Business-class flights to New York, a popular route for Avios redemptions as there is excellent availability with multiple flights every day, will now cost you £788.90 plus the 100,000 Avios, off-peak per person for a return trip, an increase of over £100.
Los Angeles (LAX) return flights in business class also require the same £788.90 in fees, taxes and surcharges, as do flights to Seattle (SEA), for example. If you are redeeming a British Airways Companion Voucher remember that while you will only be required to pay the Avios for one passenger, you must pay the full fees, taxes and surcharges for both passengers, which may now be more than £1,500 total, depending on the route.
Some destinations have not yet seen price increases, for example, flights to Rio De Janeiro have the same fees, taxes and surcharges today as they did a month ago. If you have your eyes on a particular future redemption you should check the cost of the surcharge — if it hasn’t yet seen an increase you may want to lock in your booking now as this shows the cost can and does increase without notice.
————
• _PROBLEM DESCRIPTION_: In the text on Avios redemption surcharges, what cash amount must be paid per person, on top of the 100,000 Avios, for an off-peak business-class return to New York?

• _DATASET EXCERPT_:
————
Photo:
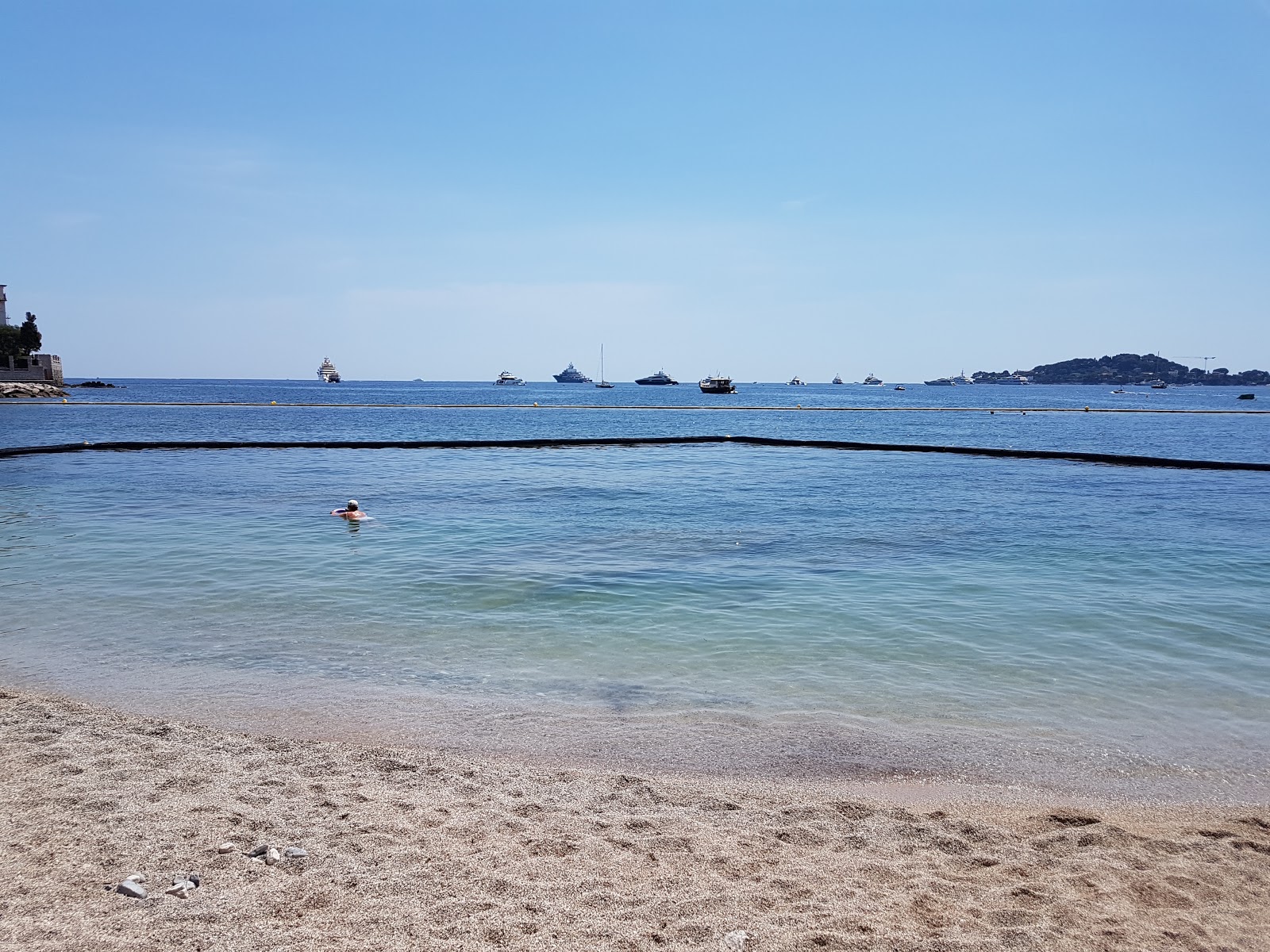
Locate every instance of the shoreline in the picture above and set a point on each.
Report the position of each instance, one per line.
(417, 848)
————
• _SOLVED PROBLEM_: £788.90